The tasks:
a) In the passage on Florida's Cuban Jews and immigration, which countries are listed as places the families of immigrants who come to the podium came from?
b) Carry on the passage on Florida's Cuban Jews and immigration, picking up right after its final sentence.

Quoted passage:

Some of the mainstays of American leftwing politics and culture are simply intolerable and inexplicable to them, a result of growing up in the worker's paradise. Having lived under tyranny and now living in freedom, they cannot understand post-Americanism, which they see as blind ingratitude or treason. Having suffered under and escaped societies and systems – whether Nazi or communist – whose power in large measure was enabled and then justified by the extinction of constitutional and statutory law and its replacement by prerogative law – that is to say, the "law" being whatever the Party or political class finds politically convenient – they are appalled at the wholesale violation of the rule of law in the context of immigration, and stunned that the federal, state, and municipal governments and law enforcement wink at it.
Like so many other immigrants or the children of immigrants who have come to the podium to thank me after I speak and express support – whether their families came from Latvia, Ukraine, Germany, Venezuela, Argentina, or Cuba – they speak with great passion about the legality of their forebear's immigration, of the critical importance of playing by the rules. Again and again the Cuban Jews of Florida distinguished the legality of their immigration from the nightmare of illegality they see all around them.
It's also the case that having arrived in America as refugees from communist tyranny after having survived the Holocaust by pure chance, Florida's Cuban Jews find it difficult to summon much in the way of compassion for purely economic migrants, those who cross and re-cross the Mexican border simply to make more pay per hour and rip off the system – but have no desire to become American or renounce their Mexican legal identity. The response of the Cuban Jews of Florida is a refreshing change from that of politically correct members of the larger Jewish community. The Cuban Jews I met and with whom I had long discussions cannot understand the moral fervor of open-borders supporters, especially those they encounter within the local Jewish community. They view it as the product of a lack of historical perspective, of little in the way of experience in the world, of an absence of patriotism, too much privilege, too much time on their hands, and a preposterous over-identification with people whose miseries weighed next to those they have experienced themselves are minimal.
Survivors in many cases of two hells on earth yet filled with joie de vivre, an immense capacity for fun, with egos wonderfully intact, with ceaseless energy to succeed and see their children and grandchildren do the same and give back to America, they cannot understand the propensity of politically correct American Jews to take up the cause of those who have no love for them. They asserted this point repeatedly and with great emphasis, citing both the anti-Semitism among some "Hispanics" with which they are intimately acquainted, and, with much greater concern, the hatred of Jews that is fundamental to Islam and inseparable from being a Muslim. That any rabbi could march on behalf of gaining greater acceptance of Islam or would twin his synagogue with a mosque strikes them as a species of mental illness.
For we who oppose open-borders immigration and amnesty who have been labeled nativists or xenophobes, it's instructive – as well as immensely liberating – to walk into a hall filled with people buzzing in Spanish, then watch the same audience switch effortlessly to English to listen and speak, and then to hear what these "Hispanic" Cubans have to say about being "Hispanic" and how these "Hispanics" respond to illegal Mexican immigration.

[Entries pointing to labeled objects]
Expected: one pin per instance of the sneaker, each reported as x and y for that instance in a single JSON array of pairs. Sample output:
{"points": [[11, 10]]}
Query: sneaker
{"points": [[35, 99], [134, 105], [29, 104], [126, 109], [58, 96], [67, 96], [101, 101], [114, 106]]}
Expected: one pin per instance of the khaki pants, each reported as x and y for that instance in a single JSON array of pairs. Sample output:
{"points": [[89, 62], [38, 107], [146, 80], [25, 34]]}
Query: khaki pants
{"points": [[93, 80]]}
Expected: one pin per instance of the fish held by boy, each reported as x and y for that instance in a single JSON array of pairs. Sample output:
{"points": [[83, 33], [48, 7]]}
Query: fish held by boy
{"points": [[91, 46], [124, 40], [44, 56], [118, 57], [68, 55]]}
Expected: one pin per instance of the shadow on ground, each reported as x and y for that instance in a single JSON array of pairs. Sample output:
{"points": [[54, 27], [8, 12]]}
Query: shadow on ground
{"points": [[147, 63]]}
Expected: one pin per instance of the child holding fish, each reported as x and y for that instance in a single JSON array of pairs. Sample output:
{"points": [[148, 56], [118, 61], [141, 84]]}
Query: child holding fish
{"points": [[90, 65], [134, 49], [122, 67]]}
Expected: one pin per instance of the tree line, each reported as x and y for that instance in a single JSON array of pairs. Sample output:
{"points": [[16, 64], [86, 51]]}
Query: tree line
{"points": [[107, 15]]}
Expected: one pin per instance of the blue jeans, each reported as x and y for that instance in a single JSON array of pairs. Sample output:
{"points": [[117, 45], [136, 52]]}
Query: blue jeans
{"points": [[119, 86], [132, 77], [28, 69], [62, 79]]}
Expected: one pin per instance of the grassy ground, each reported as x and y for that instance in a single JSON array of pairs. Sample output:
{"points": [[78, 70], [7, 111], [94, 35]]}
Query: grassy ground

Expected results:
a) Latvia, Ukraine, Germany, Venezuela, Argentina, and Cuba.

b)
Though few subjects make me cringe as much as the vocabulary of multiculturalism and political correctness, questions of language are unavoidable, and here for once is one with a comforting, sensible answer. My hosts reminded me time and time again that no "Hispanic" speaks about other "Hispanics" using that term. Nor do they try to sound more sympathetic and hip, as many English-speaking Americans do, by substituting the more imaginarily authentic term "Latino" for the supposedly more conventional and stale "Hispanic." According to the Cuban Jews with whom I spoke non-stop for several days, there is no such thing as a Hispanic, or, hipness notwithstanding, a Latino, either. It's a linguistic convenience for lazy or uninformed outsiders.
The Cubans know much about Argentinians, Colombians, Ecuadorians, Mexicans, etc., but they have no clear idea what a "Hispanic" is. The differences they perceive among the various national populations are so substantial they come close to eclipsing the commonality of the language they share – and they reminded me that even that common language has great national and regional differences, making some speakers unintelligible to others.
Finally, no more than any other U.S. citizen who doesn't believe that it is ethical to rob Peter to pay Pablo, they cannot grasp the logic of importing millions of "guest workers" when 20 million of their fellow Americans do not have full-time jobs. They are also keenly aware of the social and economic costs of illegal immigration living amid one of the largest illegal alien populations in the country.
I remember the old saw from the 1960's that no "minority" could be a racist. Of course that was and is twaddle. But will those who still peddle such nonsense find a way to accuse the American Cuban Jews of being racists, nativists, and xenophobes? Will they, too, be tarred with the slur of anti-Hispanic bigotry? Perhaps their mere questioning of the appropriateness of the term "Hispanic" constitutes sufficient grounds, and I'm prepared for the worst.
It's probable that someone on the other side of the issue, where the ethics of "debate" reached the nadir long ago, will claim these Cubans are "exceptions." I've heard that before. They're exceptions because they are refugees, not immigrants, as though this is their fault; they are exceptions because they have succeeded in America, which oddly enough constitutes an indictment in a country where the term "minority" is reserved for demographics that fail; and they are also Republicans, which means they must be reactionary racists. If these distinctions aren't sufficient to discount their life experience and question even their right to speak to the issue of immigration, one can always resort to the lowest, though often the most effective of calumnies: they are Jews, after all; they are only outwardly "Hispanic." They speak Ladino as well as Spanish. They have all the "preternatural attributes of Jews," learning comes devilishly easy, and making money is in the blood. What's more, the hydra-headed American and world Jewish cabals must be behind them.
The likely scenario that some "Latino" activist or politically correct fellow-traveler will rule the Cuban Jews out of the dialogue reminds me of a memorable moment during a debate in which I participated in Houston, on the PBS station's political talk program "Red, White and Blue." There were two hosts, a conservative and a liberal. The conservative was former chair of the Harris County Republican Party, and the liberal, a well-known local attorney, was prominent in "progressive" causes. They seemed affable as we chatted before the taping, and the tone, I was told, was meant to be the antithesis of Crossfire. For most of the show this was indeed the case, but for a few moments things became decidedly nasty as the liberal attorney summoned his inner Joe McCarthy and set out to show that CIS is an extremist conservative organization with connections to unsavory sorts and ugly causes.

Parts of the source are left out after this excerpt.